* WORK TO COMPLETE:
Send each entry back exactly as given, pictures excluded.

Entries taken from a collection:
================================

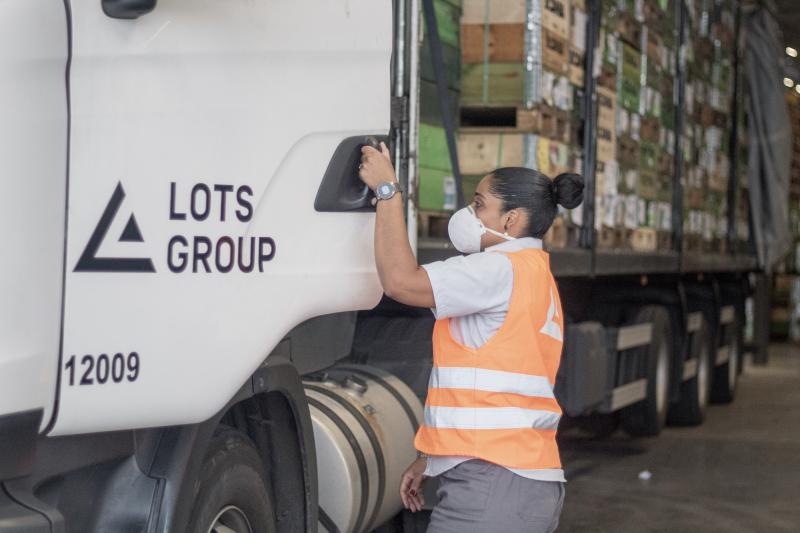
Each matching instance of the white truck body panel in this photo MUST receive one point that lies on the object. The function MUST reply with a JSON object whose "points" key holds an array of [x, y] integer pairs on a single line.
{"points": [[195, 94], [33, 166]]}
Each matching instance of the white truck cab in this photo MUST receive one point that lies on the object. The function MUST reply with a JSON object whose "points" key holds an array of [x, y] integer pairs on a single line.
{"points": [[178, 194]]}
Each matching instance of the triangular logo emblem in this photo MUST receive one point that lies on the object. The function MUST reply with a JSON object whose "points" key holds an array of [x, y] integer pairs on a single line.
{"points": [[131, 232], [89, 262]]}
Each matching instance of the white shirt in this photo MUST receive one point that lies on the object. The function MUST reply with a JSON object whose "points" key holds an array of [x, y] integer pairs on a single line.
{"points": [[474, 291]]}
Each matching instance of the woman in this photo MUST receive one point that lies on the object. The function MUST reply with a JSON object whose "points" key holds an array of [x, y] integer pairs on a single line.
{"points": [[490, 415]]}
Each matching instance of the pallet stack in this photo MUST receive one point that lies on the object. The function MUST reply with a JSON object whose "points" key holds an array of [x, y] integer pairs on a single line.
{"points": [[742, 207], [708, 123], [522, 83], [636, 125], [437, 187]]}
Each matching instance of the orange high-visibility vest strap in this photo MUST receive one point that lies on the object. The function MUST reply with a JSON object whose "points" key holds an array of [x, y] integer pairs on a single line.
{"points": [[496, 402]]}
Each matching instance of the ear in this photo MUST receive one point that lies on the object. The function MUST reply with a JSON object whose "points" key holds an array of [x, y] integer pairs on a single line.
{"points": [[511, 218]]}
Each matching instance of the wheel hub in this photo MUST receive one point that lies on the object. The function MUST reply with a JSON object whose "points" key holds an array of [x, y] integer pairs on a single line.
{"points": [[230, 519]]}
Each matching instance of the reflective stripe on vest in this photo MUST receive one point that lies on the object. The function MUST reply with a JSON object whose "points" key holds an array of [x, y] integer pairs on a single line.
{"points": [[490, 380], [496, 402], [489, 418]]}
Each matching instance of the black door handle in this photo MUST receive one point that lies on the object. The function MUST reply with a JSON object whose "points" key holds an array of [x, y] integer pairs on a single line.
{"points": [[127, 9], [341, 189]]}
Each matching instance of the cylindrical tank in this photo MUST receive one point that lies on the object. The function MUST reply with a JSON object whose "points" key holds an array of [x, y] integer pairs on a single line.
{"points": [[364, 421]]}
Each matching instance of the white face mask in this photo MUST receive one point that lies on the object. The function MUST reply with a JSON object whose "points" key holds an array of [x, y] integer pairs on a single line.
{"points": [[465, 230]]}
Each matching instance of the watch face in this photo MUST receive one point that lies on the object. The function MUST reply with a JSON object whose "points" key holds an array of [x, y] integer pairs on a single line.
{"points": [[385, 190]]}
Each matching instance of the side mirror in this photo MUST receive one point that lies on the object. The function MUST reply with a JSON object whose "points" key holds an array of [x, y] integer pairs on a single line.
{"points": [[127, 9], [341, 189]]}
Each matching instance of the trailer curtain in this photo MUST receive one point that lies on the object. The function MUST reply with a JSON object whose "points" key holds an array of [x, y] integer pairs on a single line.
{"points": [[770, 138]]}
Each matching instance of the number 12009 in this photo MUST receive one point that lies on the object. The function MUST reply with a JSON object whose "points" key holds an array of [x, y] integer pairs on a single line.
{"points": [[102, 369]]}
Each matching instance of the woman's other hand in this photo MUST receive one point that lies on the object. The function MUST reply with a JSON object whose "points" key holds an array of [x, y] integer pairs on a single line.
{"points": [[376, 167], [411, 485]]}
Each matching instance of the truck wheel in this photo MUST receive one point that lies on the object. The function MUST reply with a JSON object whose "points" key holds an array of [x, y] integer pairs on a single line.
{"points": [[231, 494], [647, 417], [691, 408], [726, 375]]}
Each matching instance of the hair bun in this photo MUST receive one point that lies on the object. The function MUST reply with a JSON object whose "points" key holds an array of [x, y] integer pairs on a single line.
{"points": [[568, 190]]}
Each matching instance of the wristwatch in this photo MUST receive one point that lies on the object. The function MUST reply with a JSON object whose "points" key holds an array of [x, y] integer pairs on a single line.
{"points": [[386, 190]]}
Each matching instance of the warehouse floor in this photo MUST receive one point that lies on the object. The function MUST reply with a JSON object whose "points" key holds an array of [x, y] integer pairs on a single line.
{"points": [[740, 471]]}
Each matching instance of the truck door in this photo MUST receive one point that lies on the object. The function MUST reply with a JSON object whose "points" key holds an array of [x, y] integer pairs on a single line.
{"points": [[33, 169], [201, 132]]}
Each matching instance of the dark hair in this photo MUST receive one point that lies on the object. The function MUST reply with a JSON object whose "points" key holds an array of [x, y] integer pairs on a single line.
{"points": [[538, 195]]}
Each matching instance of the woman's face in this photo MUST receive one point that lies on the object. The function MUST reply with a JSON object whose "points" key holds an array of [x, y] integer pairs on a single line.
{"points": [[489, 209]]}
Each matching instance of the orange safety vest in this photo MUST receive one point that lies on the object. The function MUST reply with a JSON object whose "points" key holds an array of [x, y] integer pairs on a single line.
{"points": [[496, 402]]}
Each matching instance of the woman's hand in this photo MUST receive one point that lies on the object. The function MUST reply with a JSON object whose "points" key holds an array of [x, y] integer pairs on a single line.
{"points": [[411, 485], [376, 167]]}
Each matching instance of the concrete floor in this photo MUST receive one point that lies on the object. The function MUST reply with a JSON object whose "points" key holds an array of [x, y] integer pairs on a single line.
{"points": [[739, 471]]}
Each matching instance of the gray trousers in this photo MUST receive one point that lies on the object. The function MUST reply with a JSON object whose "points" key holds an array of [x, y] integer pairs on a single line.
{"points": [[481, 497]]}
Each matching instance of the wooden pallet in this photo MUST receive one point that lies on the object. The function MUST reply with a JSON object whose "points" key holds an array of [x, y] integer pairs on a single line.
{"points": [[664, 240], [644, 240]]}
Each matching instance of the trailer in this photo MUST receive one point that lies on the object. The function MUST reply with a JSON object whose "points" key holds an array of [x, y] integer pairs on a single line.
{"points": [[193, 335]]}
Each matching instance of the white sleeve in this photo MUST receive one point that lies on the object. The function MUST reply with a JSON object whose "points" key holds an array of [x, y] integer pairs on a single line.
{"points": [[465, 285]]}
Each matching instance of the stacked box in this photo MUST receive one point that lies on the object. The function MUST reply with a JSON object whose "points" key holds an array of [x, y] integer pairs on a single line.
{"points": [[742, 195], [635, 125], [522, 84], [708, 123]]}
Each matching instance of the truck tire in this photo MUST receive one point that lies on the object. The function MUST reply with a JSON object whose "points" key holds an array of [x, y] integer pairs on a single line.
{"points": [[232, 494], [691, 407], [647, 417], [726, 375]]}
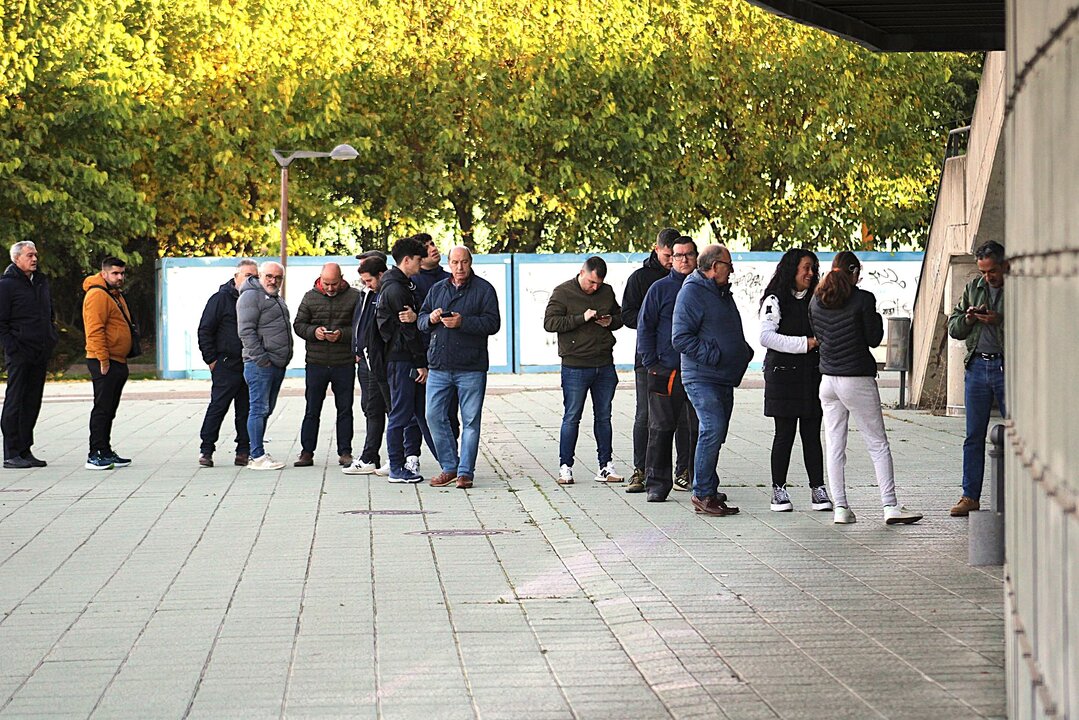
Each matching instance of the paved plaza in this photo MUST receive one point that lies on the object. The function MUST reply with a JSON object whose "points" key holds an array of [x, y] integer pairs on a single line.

================================

* COMPLETE OUTPUT:
Each matching instance of the white truck body panel in this photo MUST receive one point that lies on the object. The function MUST reply with a JSON object whose "points" key holds an array of [x, y] integer pairs on a single line.
{"points": [[195, 94], [33, 166]]}
Each matching instance of the white truck cab in this photo MUST receive one point that lies on the object. The function MUST reply with a JSON object whose "points" key holds an array of [x, y] integer pairs on a single line.
{"points": [[178, 194]]}
Each matching instance of the triangular logo emblem in this photo MUST receive one point that lies on the object. The function MUST reply with a JSON object whose "points" key holds an array of [x, y] integer pairs on a single line.
{"points": [[131, 232], [89, 262]]}
Each matching instance of the white shirt in this photo MUST receive one point that lies on the object. The function MUST reply with a JSON object whose "points" key holds an array of [x, y] integer pairs on a single line.
{"points": [[474, 291]]}
Each matching instance of the woman in this photo MUST receive one point that lies on the object. The function MUST reply with a JSON object whose "points" key holds an array of [x, y] integer pairs on a single line.
{"points": [[490, 415]]}
Each matching instance of the pallet stack in this photo MUST receive one point that lies on the object. The function MUST reply with a JSON object whose "points" key holds an array of [x, y] integer pairs on a single line.
{"points": [[742, 207], [708, 123], [522, 83], [636, 125], [437, 187]]}
Each matching instance of the orange high-visibility vest strap in this photo MUST receive one point that lies on the object. The function MUST reply with a JSON object whose "points" key holds an array of [x, y] integer pairs on a single line.
{"points": [[496, 402]]}
Each matching instance of the ear in this photo MUST receive one point that lies on the object. The function MUST reply with a JSON object whose "points" key holds an array of [x, y] integer pairs on a single line.
{"points": [[511, 218]]}
Each matching instance of the wheel hub in this photo MUST receive one point that lies on the object. The function MUST reply with a JSON object whose "points" key holds an array of [x, y] integer pairs on a single line.
{"points": [[230, 519]]}
Each matching instance of the reflective stripe on vest in this photo MUST receive one point that lies on the object. The function MUST reply with a JSON object whose "points" key holds an array of [x, y] integer pairs on a single line.
{"points": [[490, 380], [496, 402], [489, 418]]}
Each matching instance of the black door handle in this photo MUST receive one point that lies on the object. The function MUST reply with a JSON object whose "points" key holds an array of [x, y] integer pairs on a single line.
{"points": [[127, 9], [341, 189]]}
Each matching instance of the cylindrical tank in this photo MUST receive one point that lies on the object. The function MUST reply with a JSON object whose "points" key holds an array of [x, y] integer pairs on a single line.
{"points": [[364, 421]]}
Each matching instance of the white face mask in this photo MUST receive one point that lies on the object. The function MUST reply with a JSON object whose "points" key holds an array of [x, y] integer pairs on a single line.
{"points": [[465, 230]]}
Each matching instance of the watch face in this photo MUST receive one point that lies on the object. The function MUST reply with a JSON object whose "points" key holds an array of [x, y] integer pairs on a single line.
{"points": [[385, 190]]}
Each matching instance of the side mirror in this photo MUST receive one point that lies on the object. The function MUST reply with a JSON object whose "points" key holds an array of [x, y] integer pairs on a single line.
{"points": [[127, 9], [341, 189]]}
Each matching instance of the trailer curtain in this photo MUST receive one point that lies on the object. The function MUST reply with a JSON object whose "points" key holds an array of [x, y] integer pairs on a single line.
{"points": [[770, 138]]}
Each matching instance of the number 12009 in this photo MUST receive one point that lies on the object. The function MUST reply with a JSON object whose "points" key holds an array of [x, y] integer pairs on a single line.
{"points": [[102, 369]]}
Each matching instance of the woman's other hand in this photo MUST receive one point that lies on the object. The function MUST reply with a JSON object whose "points" key holds an array of [x, y] integer pairs on a single line.
{"points": [[376, 167], [411, 485]]}
Each matching instance of the truck wheel in this photo MUST receive one point that lies on the object. The function MUST reply with a JSON object whose "points" key holds an array of [x, y] integer pairs on a single line.
{"points": [[231, 494], [647, 417], [691, 408], [726, 375]]}
Each matching instance of the hair bun in this photo MUST receive one point that lies on the object. The function MUST reply with a JSON object whose "points" key holds an array of [x, y] integer pairs on a single line.
{"points": [[568, 190]]}
Each matching instance of the wristwatch in this photo MUST receive one point that lies on the object. The function MUST reply with a JSON object whose "points" key holds an array of [x, y] integer pairs on a single line.
{"points": [[386, 190]]}
Each matching instance of the warehouse floor in this photo MUST receive one point that lies on the object. The function MUST reply with a JSON object whose "points" key holds an array of [x, y] integer pairs on a single line.
{"points": [[740, 471]]}
Each matching instance of the truck door in this photo MUST receive one point that lies on the object. The function MUST reply with a JSON object whose "points" key holds an array of [x, y] integer pairs on a single line.
{"points": [[33, 169], [201, 132]]}
Each matching instance of the dark hair in this photo MUST receive one point that lies on the object. The function MUST reply with a JSON object whose "points" key holds an array of [x, y] integer pairs on a single line.
{"points": [[538, 195]]}
Each matching instance of the woman's face in this photo MUST receive one point that lies on the object. The function MUST reply with a JSON object whose "points" key holds an array of [x, y] integer pairs on a single line.
{"points": [[489, 209]]}
Each matching instance of the orange safety vest in this photo MUST receive one point that lies on the object. The function MUST reply with a JSON object whose "points" key holds an array of [x, y] integer pairs on a single line.
{"points": [[496, 402]]}
Each matching instance of the woman's hand in this photo MUST receive one point that lies on the object. The function MUST reply with a JSON object whose "points" key holds an array of [x, y] integer pairs on a single line.
{"points": [[411, 485], [376, 167]]}
Each matching instance of the concrete floor in this photo MUST receive one point that lies on the object. The function MUST reply with a JSON object whose "points" key holds an array of [x, y] integer pairs on a single line.
{"points": [[739, 471]]}
Each matching instance of the gray trousers in this photo MUST receive one point that lies on the object. The function MUST reply with a JSON object whose "points" key holds an array of [x, y] integer pairs on a single line.
{"points": [[481, 497]]}
Each matching instance of the wooden pallet in this photo MUST receive one point that lies on the object. The function MUST reply with a JSON object whose "points" key holds an array of [x, y] integer pairs on a single line.
{"points": [[664, 240], [644, 240]]}
Each matching instance of the trailer in this photo MUST receive one point that lies on the object. The function MUST reply with a JSON object whose "points" key holds an array of [x, y] integer pairs on a single line.
{"points": [[193, 335]]}
Each matching instance of the white sleeve in this photo MUST receive one point that lies on the object. The function MUST reply with a JSON object whose "points" key holds an array of [x, y] integer pairs on a single line.
{"points": [[465, 285]]}
Each matching instance of the stacked box in this photo MUST receive one point that lies on the object. The function MUST reply with a JSON object whose "points" key holds an array of [x, y] integer pairs on a single line.
{"points": [[742, 195], [635, 125], [522, 84], [708, 123]]}
Each matching instance of the truck tire in this photo MUST receive one point that lies on the object. The function MUST reply with a JSON object whose "points" key holds an array of [x, y] integer pairs on a single line.
{"points": [[232, 494], [691, 407], [647, 417], [726, 375]]}
Each matching instance of the paved plaza in this photo MUST receive one point that lies on the object. The function MUST reply with a JSON object whose "points" key holds an array of [x, y] integer pairs on a single line.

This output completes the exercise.